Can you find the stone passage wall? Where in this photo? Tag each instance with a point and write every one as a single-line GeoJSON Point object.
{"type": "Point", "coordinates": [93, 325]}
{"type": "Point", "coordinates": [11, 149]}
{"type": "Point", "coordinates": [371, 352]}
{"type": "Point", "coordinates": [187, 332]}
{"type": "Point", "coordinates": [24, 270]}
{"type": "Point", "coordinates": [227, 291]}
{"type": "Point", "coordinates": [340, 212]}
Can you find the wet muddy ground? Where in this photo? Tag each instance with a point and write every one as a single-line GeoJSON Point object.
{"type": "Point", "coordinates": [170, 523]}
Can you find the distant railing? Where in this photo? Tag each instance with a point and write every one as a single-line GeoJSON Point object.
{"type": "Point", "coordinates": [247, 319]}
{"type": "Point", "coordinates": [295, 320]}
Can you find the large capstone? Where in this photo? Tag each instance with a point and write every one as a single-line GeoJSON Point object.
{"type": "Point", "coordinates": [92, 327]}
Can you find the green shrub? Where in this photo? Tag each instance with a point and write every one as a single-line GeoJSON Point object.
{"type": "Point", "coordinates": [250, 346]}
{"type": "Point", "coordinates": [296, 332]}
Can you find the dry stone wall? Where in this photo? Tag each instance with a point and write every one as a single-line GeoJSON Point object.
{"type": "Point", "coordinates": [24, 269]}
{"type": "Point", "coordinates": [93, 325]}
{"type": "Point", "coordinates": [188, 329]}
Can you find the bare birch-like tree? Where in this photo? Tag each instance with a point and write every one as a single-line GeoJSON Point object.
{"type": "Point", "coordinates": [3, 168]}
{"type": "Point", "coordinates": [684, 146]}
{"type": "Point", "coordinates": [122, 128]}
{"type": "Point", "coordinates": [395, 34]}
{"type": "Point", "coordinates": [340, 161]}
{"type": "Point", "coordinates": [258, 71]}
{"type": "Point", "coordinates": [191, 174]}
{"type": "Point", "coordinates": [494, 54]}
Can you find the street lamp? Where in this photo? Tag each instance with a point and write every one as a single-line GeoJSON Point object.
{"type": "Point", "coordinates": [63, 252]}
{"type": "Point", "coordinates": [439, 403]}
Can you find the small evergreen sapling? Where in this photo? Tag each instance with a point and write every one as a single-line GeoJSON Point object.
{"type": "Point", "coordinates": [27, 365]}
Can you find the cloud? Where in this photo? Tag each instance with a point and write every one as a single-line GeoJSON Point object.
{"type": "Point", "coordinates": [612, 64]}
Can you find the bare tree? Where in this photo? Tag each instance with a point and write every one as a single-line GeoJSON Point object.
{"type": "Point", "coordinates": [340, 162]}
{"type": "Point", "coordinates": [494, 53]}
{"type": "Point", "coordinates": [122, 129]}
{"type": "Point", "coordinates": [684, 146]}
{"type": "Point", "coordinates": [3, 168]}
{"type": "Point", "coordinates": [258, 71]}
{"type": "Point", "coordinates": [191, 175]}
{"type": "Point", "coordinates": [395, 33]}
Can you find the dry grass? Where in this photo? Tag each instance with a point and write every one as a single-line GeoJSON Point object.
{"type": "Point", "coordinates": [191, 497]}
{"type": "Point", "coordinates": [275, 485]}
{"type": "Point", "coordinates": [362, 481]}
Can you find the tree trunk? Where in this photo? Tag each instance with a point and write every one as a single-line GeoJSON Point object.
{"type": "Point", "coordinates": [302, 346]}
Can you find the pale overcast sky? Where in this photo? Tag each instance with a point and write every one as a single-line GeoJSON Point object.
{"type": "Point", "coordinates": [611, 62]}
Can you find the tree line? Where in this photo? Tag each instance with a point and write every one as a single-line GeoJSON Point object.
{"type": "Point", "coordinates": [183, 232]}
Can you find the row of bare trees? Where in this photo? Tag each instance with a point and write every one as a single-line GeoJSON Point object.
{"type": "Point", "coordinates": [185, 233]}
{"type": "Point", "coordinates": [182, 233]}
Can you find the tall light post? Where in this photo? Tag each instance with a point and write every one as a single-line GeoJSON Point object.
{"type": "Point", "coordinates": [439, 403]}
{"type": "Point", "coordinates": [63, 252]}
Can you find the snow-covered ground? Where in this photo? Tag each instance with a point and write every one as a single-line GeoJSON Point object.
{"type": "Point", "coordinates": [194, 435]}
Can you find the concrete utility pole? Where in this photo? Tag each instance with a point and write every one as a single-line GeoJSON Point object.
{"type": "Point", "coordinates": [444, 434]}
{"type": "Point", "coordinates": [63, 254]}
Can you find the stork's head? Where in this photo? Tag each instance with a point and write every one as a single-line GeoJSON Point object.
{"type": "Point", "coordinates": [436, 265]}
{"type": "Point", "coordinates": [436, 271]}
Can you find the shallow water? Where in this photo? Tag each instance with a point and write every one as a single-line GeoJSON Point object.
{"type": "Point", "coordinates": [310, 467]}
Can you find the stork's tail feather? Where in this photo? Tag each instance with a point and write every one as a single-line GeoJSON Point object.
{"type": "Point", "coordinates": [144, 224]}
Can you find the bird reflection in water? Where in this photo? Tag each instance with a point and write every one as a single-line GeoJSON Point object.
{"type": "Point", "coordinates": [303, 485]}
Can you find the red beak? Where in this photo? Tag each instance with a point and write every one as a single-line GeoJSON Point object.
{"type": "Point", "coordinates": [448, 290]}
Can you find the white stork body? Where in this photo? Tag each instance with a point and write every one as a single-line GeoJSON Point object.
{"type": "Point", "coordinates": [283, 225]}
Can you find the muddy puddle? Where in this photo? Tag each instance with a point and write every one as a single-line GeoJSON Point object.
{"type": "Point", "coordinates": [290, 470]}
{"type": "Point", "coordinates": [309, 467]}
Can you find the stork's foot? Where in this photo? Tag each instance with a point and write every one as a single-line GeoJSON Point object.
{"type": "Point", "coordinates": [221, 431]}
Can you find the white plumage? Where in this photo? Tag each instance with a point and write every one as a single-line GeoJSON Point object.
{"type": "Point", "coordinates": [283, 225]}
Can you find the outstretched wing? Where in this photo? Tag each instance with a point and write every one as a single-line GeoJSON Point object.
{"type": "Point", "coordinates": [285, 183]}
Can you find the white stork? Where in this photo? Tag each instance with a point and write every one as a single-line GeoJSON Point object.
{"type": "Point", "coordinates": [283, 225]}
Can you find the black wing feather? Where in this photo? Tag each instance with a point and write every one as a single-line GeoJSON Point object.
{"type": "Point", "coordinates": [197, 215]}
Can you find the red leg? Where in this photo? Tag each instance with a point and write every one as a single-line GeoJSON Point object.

## Given exercise
In the records above, find the line containing "Can you find the white stork?"; please retype it and every line after it through the last line, exactly and with nothing else.

## Reply to the exercise
Can you find the white stork? Where in this photo? Tag each instance with a point and write every one as a single-line GeoJSON Point object.
{"type": "Point", "coordinates": [283, 225]}
Can you find the black wing feather? Where in this photo? Tag each instance with a point and write every one as a single-line GeoJSON Point object.
{"type": "Point", "coordinates": [197, 215]}
Can you find the red leg? Where in this photo? Tag each instance with a point and write every one as a single-line GeoJSON Point object.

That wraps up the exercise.